= Exercise details =
The entries below should be transcribed exactly, every one of them.
====== Data in this exercise ======
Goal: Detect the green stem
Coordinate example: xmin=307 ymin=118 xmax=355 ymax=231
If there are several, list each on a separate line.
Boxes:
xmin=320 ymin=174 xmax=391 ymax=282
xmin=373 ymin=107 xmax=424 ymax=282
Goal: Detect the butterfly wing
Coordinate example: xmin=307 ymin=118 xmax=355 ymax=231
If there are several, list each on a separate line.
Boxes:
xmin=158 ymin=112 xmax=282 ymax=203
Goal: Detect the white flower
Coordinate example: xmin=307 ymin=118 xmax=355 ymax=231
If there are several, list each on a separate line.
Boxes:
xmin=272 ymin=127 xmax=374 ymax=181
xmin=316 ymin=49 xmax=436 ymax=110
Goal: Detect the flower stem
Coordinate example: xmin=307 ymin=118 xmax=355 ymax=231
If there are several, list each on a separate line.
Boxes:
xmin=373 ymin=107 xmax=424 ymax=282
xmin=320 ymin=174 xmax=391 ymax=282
======
= Output below =
Goal: Detect the green stem
Coordinate example: xmin=307 ymin=118 xmax=355 ymax=231
If there are several, list each on a separate line.
Boxes:
xmin=320 ymin=174 xmax=391 ymax=282
xmin=373 ymin=107 xmax=424 ymax=282
Goal: Detect the butterfly wing
Coordinate example: xmin=307 ymin=118 xmax=355 ymax=231
If there are several, list each on a separate line.
Boxes:
xmin=158 ymin=112 xmax=282 ymax=203
Goal: Detect the white flower
Coordinate example: xmin=307 ymin=118 xmax=355 ymax=231
If there are several, list each on a separate line.
Boxes:
xmin=272 ymin=127 xmax=374 ymax=181
xmin=316 ymin=49 xmax=436 ymax=110
Goal: Detect the flower stem
Coordinate example: xmin=307 ymin=118 xmax=355 ymax=231
If there are several, list each on a separate line.
Boxes:
xmin=373 ymin=107 xmax=424 ymax=282
xmin=320 ymin=174 xmax=391 ymax=282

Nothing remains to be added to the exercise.